• EXERCISE OBJECTIVE: Gather every line in the items below that contains the word "shop" and copy each one out, treating uppercase and lowercase letters as different.

• DATA PROVIDED:
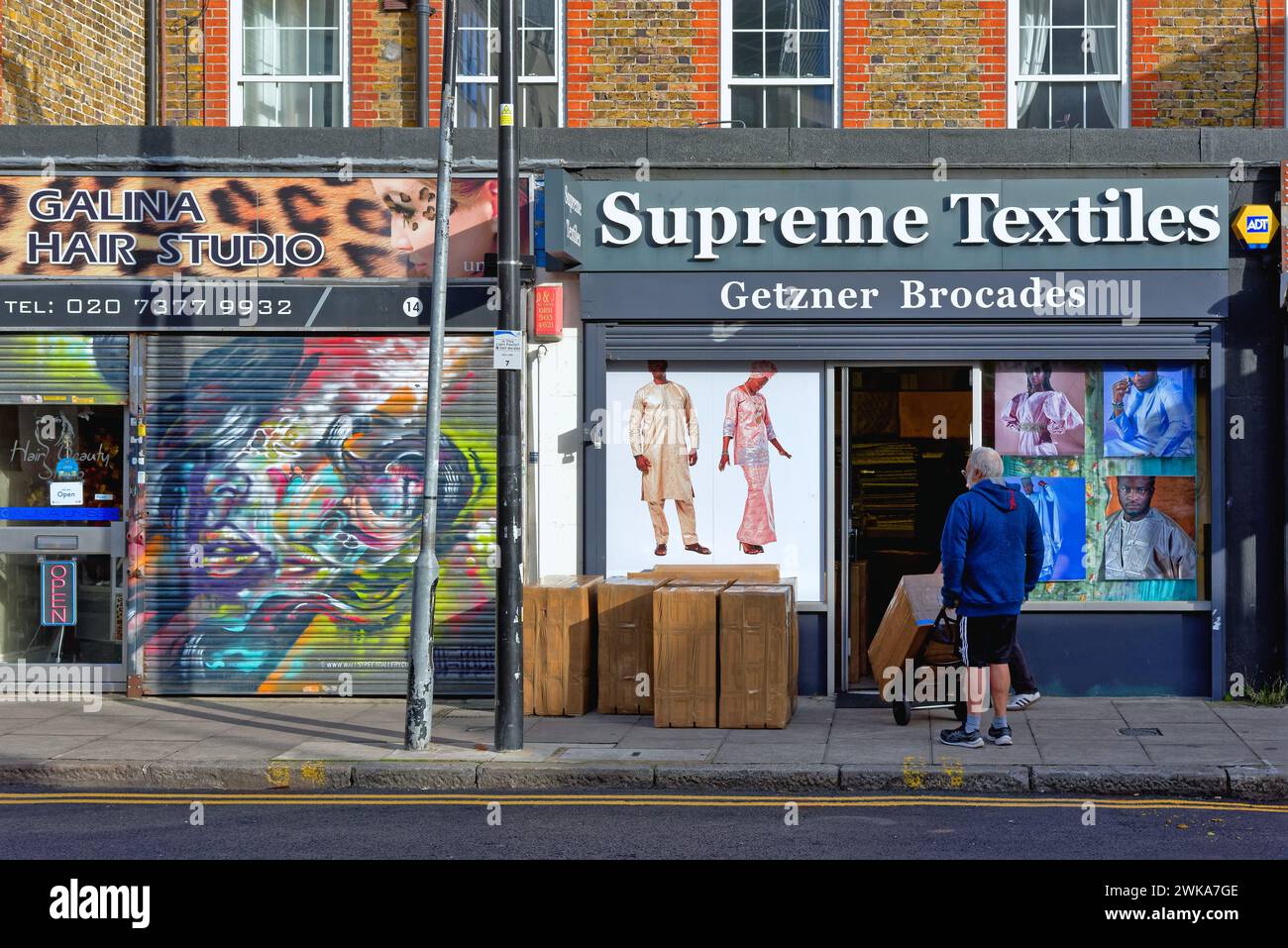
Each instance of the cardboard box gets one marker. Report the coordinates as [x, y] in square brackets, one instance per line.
[686, 653]
[758, 651]
[907, 622]
[626, 644]
[559, 646]
[858, 620]
[733, 572]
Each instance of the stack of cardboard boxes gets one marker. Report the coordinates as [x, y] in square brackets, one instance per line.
[697, 647]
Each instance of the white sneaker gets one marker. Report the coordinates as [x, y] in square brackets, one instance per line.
[1019, 702]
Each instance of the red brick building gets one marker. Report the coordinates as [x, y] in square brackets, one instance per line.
[585, 63]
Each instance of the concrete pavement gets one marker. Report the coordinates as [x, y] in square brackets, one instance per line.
[1070, 746]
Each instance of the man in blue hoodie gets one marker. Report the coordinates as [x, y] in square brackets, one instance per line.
[992, 553]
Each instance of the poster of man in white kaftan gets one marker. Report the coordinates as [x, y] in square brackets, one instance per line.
[1041, 410]
[715, 463]
[1061, 509]
[1149, 410]
[1149, 530]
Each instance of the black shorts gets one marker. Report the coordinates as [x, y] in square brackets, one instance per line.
[987, 639]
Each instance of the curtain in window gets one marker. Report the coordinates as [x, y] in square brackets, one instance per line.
[1104, 56]
[1031, 51]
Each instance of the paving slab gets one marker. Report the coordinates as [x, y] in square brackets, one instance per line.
[40, 746]
[794, 733]
[640, 736]
[1087, 753]
[1201, 754]
[771, 753]
[124, 750]
[338, 750]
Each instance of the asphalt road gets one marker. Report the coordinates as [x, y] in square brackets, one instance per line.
[626, 826]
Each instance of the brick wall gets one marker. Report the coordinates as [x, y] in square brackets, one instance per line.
[643, 62]
[196, 62]
[53, 58]
[923, 63]
[1194, 62]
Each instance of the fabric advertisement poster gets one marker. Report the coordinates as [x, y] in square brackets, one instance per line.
[666, 427]
[1147, 410]
[1061, 509]
[1149, 528]
[1041, 410]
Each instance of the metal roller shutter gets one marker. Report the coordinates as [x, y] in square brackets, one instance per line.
[58, 368]
[907, 342]
[282, 513]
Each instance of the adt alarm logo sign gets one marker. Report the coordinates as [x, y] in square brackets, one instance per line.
[58, 592]
[1254, 224]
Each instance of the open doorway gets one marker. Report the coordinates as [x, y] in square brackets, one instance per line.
[905, 440]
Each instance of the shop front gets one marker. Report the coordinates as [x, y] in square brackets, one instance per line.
[213, 404]
[833, 350]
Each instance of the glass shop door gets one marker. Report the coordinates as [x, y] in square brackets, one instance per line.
[62, 535]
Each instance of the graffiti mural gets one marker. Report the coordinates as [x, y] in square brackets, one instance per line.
[283, 494]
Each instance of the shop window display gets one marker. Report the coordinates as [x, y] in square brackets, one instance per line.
[1132, 440]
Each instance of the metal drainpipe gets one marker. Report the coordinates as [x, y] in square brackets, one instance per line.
[423, 13]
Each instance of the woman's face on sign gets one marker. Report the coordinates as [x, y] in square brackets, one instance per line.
[412, 205]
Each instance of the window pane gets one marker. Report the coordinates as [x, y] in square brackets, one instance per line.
[292, 12]
[540, 104]
[322, 53]
[747, 54]
[1067, 104]
[1037, 114]
[815, 107]
[1103, 51]
[1031, 43]
[746, 106]
[539, 13]
[781, 107]
[747, 14]
[1102, 12]
[258, 13]
[258, 53]
[475, 54]
[781, 54]
[323, 13]
[539, 52]
[277, 104]
[814, 14]
[780, 14]
[814, 55]
[1067, 52]
[472, 13]
[292, 52]
[475, 106]
[1067, 12]
[1100, 114]
[326, 103]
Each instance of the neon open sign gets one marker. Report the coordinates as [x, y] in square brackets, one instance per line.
[58, 592]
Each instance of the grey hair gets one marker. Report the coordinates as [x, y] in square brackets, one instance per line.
[988, 464]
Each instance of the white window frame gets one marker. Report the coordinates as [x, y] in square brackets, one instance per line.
[1013, 77]
[236, 77]
[559, 80]
[728, 80]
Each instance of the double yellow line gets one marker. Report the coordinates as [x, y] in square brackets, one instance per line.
[475, 798]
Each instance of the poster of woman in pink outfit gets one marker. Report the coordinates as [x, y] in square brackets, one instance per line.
[748, 427]
[1044, 416]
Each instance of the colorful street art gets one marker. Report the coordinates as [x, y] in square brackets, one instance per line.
[283, 492]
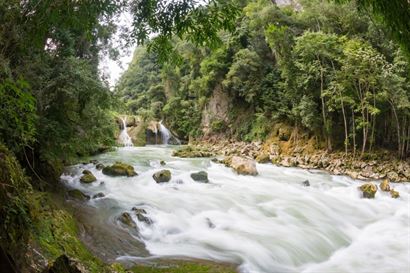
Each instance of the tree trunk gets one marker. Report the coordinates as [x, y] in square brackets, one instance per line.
[354, 133]
[326, 125]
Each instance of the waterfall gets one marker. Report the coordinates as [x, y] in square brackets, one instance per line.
[124, 137]
[165, 133]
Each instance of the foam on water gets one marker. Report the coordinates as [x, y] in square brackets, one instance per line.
[268, 223]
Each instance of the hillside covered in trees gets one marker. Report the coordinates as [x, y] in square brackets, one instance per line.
[325, 69]
[292, 115]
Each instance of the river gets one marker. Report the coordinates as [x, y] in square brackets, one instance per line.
[267, 223]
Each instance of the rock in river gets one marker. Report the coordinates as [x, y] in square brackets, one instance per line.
[243, 165]
[369, 190]
[126, 219]
[77, 194]
[200, 177]
[162, 176]
[140, 213]
[88, 177]
[119, 169]
[385, 185]
[394, 194]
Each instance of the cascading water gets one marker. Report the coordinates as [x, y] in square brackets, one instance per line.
[270, 223]
[165, 133]
[124, 137]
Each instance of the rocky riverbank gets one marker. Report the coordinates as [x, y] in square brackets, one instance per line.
[379, 166]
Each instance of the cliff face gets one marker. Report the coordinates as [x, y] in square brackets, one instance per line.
[216, 110]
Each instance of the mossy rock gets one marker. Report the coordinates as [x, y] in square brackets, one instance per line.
[191, 152]
[87, 172]
[175, 266]
[140, 213]
[200, 177]
[65, 264]
[77, 194]
[162, 176]
[394, 194]
[119, 169]
[369, 190]
[263, 158]
[88, 178]
[126, 219]
[98, 195]
[385, 185]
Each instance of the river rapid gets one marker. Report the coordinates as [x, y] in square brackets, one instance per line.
[267, 223]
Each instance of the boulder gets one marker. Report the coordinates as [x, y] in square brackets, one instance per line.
[394, 194]
[385, 185]
[140, 213]
[98, 195]
[87, 172]
[200, 177]
[243, 165]
[119, 169]
[393, 176]
[191, 151]
[88, 177]
[77, 194]
[369, 190]
[65, 264]
[263, 158]
[126, 219]
[162, 176]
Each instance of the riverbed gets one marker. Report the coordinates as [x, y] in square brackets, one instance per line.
[268, 223]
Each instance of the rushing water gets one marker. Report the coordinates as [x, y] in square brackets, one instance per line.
[268, 223]
[124, 138]
[165, 133]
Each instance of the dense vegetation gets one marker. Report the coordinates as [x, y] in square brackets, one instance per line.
[323, 68]
[326, 69]
[54, 104]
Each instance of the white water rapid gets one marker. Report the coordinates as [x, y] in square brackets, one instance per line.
[124, 137]
[265, 224]
[165, 133]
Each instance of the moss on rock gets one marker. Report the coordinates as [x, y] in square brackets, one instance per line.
[385, 185]
[369, 190]
[190, 151]
[119, 169]
[88, 178]
[15, 207]
[77, 194]
[200, 177]
[394, 194]
[162, 176]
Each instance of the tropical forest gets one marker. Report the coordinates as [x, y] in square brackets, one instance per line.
[204, 136]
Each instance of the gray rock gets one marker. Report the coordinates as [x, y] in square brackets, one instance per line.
[200, 177]
[162, 176]
[98, 195]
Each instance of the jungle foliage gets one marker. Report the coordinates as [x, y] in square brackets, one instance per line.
[326, 68]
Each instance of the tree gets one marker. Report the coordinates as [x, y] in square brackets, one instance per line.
[362, 73]
[316, 55]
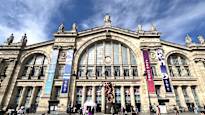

• OUTPUT OF THE TASK:
Each instance of the shop front gets one marker. Report the coordinates as [x, y] in square brackets, one instance per line.
Each instance of the glass shop door gets one marker. Report the coordinates as [x, y] in square brackets, one instance per line.
Each instance of the shop window display gets one marker. Report the coordinates as [x, y] in square brackets, one instance per line.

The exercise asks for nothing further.